Repeat exactly, and only, the lines from the line containing "Locate the person" through the last line of the records below, including both.
━━━ DATA SUPPLIED
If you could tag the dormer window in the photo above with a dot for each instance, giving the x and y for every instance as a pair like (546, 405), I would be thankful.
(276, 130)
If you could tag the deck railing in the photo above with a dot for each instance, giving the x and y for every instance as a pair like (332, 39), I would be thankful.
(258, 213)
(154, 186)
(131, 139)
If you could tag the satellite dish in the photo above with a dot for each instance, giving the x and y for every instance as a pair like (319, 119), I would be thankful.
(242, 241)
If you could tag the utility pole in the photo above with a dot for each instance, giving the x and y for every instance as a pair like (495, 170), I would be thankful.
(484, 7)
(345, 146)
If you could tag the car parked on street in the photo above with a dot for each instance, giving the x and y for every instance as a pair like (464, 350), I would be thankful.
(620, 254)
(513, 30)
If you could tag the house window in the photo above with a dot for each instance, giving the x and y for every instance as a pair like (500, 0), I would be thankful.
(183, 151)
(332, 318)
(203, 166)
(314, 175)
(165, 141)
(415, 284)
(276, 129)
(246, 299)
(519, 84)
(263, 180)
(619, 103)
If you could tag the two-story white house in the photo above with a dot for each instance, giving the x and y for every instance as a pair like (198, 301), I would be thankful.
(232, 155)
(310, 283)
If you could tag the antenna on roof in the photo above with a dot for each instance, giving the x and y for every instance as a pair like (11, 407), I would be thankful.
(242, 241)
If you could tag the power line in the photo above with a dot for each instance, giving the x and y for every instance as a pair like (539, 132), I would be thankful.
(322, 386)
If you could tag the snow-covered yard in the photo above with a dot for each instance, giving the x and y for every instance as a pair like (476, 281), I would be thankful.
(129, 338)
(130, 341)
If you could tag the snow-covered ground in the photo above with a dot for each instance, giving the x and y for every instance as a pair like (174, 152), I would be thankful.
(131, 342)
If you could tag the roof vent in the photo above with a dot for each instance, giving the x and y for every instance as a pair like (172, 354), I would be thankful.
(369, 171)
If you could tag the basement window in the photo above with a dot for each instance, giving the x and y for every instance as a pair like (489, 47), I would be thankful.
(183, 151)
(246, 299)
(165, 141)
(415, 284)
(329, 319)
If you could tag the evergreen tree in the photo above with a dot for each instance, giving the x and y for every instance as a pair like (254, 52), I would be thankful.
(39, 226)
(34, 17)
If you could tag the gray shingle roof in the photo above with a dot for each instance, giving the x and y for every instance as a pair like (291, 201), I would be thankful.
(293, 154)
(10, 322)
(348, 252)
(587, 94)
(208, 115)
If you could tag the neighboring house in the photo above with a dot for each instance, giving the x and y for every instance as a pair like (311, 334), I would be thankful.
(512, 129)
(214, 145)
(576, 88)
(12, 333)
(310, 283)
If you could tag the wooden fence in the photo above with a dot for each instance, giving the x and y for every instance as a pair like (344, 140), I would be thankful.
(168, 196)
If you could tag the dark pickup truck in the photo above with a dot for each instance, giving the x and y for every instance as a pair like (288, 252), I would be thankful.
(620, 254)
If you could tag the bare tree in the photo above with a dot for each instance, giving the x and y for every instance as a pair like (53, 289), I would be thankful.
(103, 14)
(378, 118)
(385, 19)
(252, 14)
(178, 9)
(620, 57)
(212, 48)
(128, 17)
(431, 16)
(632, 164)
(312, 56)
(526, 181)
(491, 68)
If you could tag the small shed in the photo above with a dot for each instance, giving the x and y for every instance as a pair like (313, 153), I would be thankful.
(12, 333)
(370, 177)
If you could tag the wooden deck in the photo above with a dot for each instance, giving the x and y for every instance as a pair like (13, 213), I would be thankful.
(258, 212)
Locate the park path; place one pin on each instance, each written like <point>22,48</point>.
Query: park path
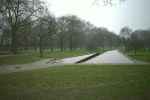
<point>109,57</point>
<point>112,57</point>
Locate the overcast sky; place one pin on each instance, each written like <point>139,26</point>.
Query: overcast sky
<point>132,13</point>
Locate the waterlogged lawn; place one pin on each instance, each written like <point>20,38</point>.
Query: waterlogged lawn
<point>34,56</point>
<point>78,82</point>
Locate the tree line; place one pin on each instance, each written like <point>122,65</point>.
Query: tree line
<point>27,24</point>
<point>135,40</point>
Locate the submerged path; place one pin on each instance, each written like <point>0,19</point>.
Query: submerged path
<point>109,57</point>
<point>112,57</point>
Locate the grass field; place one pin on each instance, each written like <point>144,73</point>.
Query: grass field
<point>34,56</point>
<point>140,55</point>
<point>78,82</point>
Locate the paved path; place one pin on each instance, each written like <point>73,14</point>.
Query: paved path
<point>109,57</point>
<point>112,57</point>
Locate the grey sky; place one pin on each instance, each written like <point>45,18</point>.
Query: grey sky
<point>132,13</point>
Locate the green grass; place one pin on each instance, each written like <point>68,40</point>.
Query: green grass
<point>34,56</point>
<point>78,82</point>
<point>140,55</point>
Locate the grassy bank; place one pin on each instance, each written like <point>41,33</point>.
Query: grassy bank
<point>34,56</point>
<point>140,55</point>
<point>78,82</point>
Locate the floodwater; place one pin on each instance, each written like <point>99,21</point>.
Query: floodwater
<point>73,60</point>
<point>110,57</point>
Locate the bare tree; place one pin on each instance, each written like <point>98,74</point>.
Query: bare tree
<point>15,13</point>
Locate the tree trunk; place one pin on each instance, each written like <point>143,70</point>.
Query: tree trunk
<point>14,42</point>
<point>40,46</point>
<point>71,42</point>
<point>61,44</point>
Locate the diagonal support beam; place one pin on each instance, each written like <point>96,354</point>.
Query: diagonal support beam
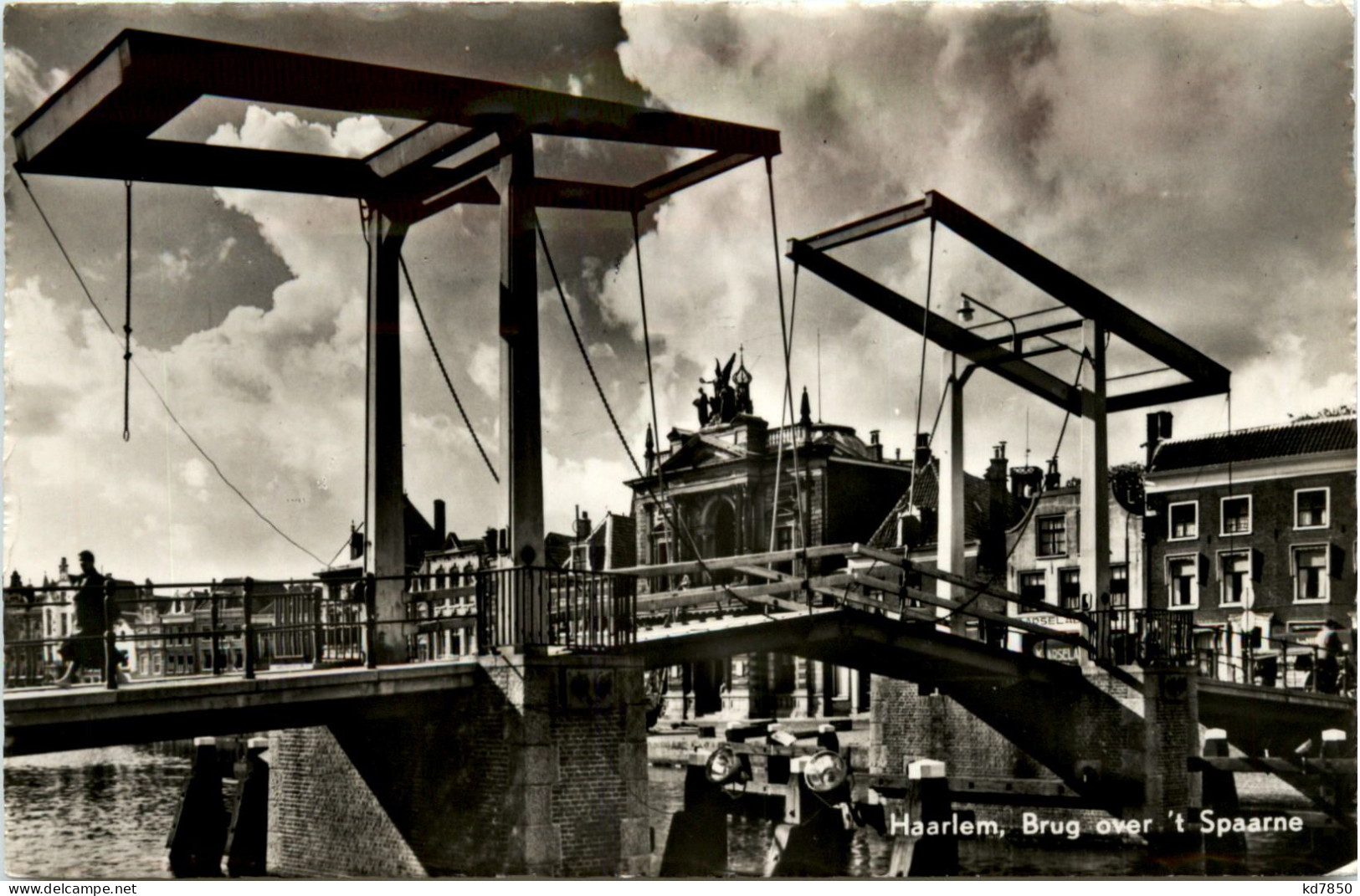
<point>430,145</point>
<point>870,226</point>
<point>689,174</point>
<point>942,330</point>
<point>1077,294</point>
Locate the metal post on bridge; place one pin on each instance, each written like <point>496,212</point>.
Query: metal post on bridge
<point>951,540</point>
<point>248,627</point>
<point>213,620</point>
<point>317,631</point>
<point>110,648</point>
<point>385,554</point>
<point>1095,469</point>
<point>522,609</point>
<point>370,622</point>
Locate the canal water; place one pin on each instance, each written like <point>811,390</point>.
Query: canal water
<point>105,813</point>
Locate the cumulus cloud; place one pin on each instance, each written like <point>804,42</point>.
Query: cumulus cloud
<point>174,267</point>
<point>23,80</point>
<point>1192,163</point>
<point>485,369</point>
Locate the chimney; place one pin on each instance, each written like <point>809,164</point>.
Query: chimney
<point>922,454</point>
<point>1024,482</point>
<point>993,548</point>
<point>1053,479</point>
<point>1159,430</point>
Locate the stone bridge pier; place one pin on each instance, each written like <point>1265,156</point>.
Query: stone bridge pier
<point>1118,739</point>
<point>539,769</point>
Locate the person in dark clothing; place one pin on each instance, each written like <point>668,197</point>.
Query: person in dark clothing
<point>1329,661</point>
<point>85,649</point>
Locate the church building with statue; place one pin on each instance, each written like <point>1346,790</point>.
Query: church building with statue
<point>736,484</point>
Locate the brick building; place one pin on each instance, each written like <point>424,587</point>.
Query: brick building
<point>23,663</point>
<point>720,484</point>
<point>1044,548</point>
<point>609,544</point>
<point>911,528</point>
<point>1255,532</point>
━━━━━━
* REPLY *
Locate the person in dark clothing; place one pin on each instance, each written like <point>668,197</point>.
Query: person in dark clothing
<point>1329,661</point>
<point>85,649</point>
Locate the church building with statue; place one pin on each instance, each written like <point>1346,790</point>.
Query: church building with statue
<point>736,484</point>
Locate the brick building; place one pin on each instance, each written like <point>424,587</point>.
Query: brick building
<point>23,663</point>
<point>720,484</point>
<point>1044,548</point>
<point>609,544</point>
<point>911,528</point>
<point>1255,532</point>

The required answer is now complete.